▶ [Verilen görev A]
Kayıtlarda "Where can you find the cream" ifadesini içeren satırdan "pixel 420 455" ifadesini içeren satıra kadar, bu satır da dahil olmak üzere, tüm satırları JSON dize listesine dönüştürün. Her satır bir dize olsun ve boş satırlar atlansın.

Özgür Gürbüz-Yeşil Ekonomi / 15 Mayıs 2012

Türkiye'de ilk rüzgar santrali bundan 12 yıl önce faaliyete geçti. Avrupa'nın en büyük potansiyellerinden birine sahip Türkiye'de rüzgar kurulu gücü bugün 1800 megavatı geçti. Potansiyele bakınca Avrupa'daki diğer ülkelerin gerisinde kalındığı söylenebilir ama durumun 18 Mayıs 2005'den daha iyi olduğu da ortada. 18 Mayıs 2005, Türkiye'nin kısaca Yenilenebilir Enerji Yasası (YE) dediğimiz, yenilenebilir enerji kaynaklarına alım garantisi veren kanunla ilk kez tanıştığı tarih. Daha sonra değişikliklere uğrayan kanunun yeterliliği konusunda, özellikle güneş enerjisiyle uğraşanların hâlâ ciddi kaygıları var. Türkiye Rüzgar Enerjisi Birliği Yönetim Kurulu Başkanı Mustafa Serdar Ataseven Yeşil Ekonomi için sektörün bugünkü durumunu, sorunlarını ve önündeki fırsatları değerlendirdi.


-Türkiye’de kurulu rüzgar santrallerinin kaç tanesi Yenilenebilir Enerji yasasından yani 7,3 sentlik alım garantisinden  yararlanıyor?

▶ [Verilen görev B]
Rüzgar enerjisi metnine göre aşağıdaki soruları yanıtlayın:
(i) Türkiye'de ilk rüzgar santrali kaç yıl önce faaliyete geçmiştir?
(ii) Türkiye'de rüzgar kurulu gücü bugün hangi değeri geçmiştir?
(iii) Türkiye, Yenilenebilir Enerji Yasası ile ilk kez hangi tarihte tanışmıştır?

▶ [Alıştırma malzemeleri]
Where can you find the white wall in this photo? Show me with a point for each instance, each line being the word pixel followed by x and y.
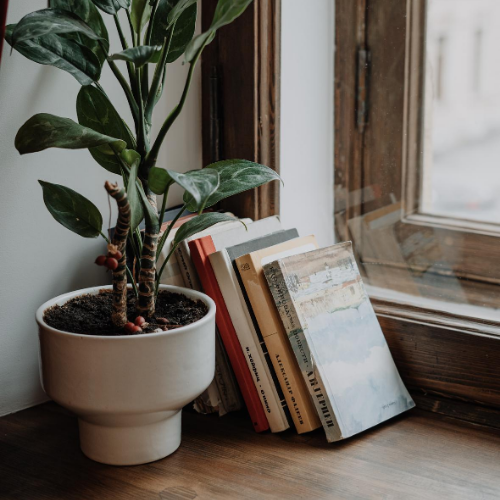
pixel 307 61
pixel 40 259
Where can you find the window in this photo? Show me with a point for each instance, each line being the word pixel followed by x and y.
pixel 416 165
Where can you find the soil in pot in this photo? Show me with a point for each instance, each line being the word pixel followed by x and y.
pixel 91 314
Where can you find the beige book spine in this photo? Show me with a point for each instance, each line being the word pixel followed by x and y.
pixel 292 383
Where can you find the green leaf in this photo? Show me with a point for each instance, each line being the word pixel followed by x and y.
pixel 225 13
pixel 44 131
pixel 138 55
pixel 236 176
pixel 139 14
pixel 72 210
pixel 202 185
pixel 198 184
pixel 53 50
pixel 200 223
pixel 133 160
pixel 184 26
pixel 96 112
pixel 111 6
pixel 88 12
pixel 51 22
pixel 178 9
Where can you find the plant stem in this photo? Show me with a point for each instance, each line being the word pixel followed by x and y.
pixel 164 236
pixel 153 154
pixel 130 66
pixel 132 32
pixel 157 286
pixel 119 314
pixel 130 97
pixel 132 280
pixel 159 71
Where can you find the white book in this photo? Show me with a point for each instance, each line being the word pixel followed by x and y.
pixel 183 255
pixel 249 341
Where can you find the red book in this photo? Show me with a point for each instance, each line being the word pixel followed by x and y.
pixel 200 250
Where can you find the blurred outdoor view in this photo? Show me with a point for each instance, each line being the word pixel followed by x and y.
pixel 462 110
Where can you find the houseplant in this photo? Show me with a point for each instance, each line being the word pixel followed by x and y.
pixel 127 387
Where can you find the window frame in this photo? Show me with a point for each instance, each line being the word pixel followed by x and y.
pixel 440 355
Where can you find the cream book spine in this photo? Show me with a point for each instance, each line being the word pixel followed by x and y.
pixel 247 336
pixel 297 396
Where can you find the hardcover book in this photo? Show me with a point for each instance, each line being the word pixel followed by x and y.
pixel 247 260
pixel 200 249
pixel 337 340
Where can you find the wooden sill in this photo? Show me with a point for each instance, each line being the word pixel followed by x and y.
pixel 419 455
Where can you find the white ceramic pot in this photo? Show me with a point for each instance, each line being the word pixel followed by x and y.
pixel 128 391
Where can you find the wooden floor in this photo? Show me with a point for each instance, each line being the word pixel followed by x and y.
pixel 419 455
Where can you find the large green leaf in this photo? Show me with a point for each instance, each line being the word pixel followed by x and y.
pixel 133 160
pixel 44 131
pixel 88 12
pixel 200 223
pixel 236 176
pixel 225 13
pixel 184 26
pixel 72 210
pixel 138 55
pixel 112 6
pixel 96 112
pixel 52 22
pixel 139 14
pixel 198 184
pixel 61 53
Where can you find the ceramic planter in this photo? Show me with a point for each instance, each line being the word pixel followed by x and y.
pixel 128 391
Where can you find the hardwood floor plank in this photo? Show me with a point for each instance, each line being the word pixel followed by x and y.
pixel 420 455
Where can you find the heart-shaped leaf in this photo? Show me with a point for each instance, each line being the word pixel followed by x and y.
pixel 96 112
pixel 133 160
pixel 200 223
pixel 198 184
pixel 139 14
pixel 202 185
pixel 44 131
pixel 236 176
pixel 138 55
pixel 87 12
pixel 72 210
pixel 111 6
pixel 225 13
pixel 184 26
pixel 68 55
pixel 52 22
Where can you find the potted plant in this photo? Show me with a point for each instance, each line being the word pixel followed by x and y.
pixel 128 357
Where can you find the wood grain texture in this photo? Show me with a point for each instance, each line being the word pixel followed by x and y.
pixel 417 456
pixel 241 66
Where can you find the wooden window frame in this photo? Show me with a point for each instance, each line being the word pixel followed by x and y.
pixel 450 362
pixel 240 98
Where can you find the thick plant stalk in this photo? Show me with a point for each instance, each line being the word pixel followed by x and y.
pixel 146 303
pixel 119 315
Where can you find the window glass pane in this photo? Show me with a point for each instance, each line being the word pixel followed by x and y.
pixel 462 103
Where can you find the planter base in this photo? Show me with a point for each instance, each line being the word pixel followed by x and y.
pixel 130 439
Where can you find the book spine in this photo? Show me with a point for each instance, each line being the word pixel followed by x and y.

==

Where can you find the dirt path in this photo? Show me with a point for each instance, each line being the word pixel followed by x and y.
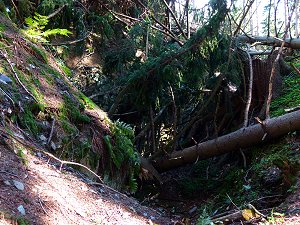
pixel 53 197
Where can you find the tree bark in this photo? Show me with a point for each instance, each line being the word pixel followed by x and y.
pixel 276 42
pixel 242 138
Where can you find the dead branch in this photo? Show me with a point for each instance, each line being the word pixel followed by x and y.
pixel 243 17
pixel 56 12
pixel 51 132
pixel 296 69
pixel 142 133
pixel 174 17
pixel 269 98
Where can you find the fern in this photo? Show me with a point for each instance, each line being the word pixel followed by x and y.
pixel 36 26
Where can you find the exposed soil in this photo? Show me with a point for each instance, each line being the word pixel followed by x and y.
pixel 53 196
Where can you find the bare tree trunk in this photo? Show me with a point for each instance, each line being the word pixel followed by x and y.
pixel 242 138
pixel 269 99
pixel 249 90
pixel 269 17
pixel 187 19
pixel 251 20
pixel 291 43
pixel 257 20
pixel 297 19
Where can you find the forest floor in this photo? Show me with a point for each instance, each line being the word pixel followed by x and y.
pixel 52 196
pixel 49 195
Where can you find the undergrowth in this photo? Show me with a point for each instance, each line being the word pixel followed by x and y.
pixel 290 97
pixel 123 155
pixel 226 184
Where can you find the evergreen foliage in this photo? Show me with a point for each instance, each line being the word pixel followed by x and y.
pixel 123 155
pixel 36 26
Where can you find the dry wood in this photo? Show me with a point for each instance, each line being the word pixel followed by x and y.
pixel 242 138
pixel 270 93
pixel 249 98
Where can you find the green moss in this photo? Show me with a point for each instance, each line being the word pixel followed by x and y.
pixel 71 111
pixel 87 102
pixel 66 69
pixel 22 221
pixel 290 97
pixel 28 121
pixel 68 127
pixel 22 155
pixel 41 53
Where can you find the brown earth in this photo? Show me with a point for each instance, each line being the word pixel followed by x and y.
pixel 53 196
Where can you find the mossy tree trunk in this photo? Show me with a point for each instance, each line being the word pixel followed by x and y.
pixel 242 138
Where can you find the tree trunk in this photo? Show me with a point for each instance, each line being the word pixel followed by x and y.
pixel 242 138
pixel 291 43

▶ [Tam çıktı A]
[
  "Where can you find the cream book spine in this photo? Show me with a point for each instance, each line being the word pixel followed by x and y.",
  "pixel 247 336",
  "pixel 297 396",
  "Where can you find the hardcover book in this photo? Show me with a point for each instance, each line being the word pixel followed by x and y.",
  "pixel 247 260",
  "pixel 200 249",
  "pixel 337 340",
  "Where can you find the wooden sill in this photo? Show me with a point for each instance, each line being the word pixel followed by x and y.",
  "pixel 419 455",
  "Where can you find the white ceramic pot in this photo? Show me with a point for each instance, each line being the word pixel followed by x and y.",
  "pixel 128 391",
  "Where can you find the wooden floor in this photo? Show me with a point for each instance, each line being the word pixel followed by x and y.",
  "pixel 419 455",
  "Where can you find the large green leaf in this photo? Show me with a point for each instance, each line being the word pixel followed by x and y.",
  "pixel 133 160",
  "pixel 44 131",
  "pixel 88 12",
  "pixel 200 223",
  "pixel 236 176",
  "pixel 225 13",
  "pixel 184 26",
  "pixel 72 210",
  "pixel 138 55",
  "pixel 112 6",
  "pixel 96 112",
  "pixel 52 22",
  "pixel 139 14",
  "pixel 198 184",
  "pixel 61 53",
  "Where can you find the ceramic planter in this photo? Show me with a point for each instance, each line being the word pixel followed by x and y.",
  "pixel 128 391",
  "Where can you find the hardwood floor plank in this photo? Show me with a point for each instance, each line being the word pixel followed by x and y.",
  "pixel 420 455"
]

▶ [Tam çıktı B]
(i) 12 yıl önce.
(ii) 1800 megavatı.
(iii) 18 Mayıs 2005.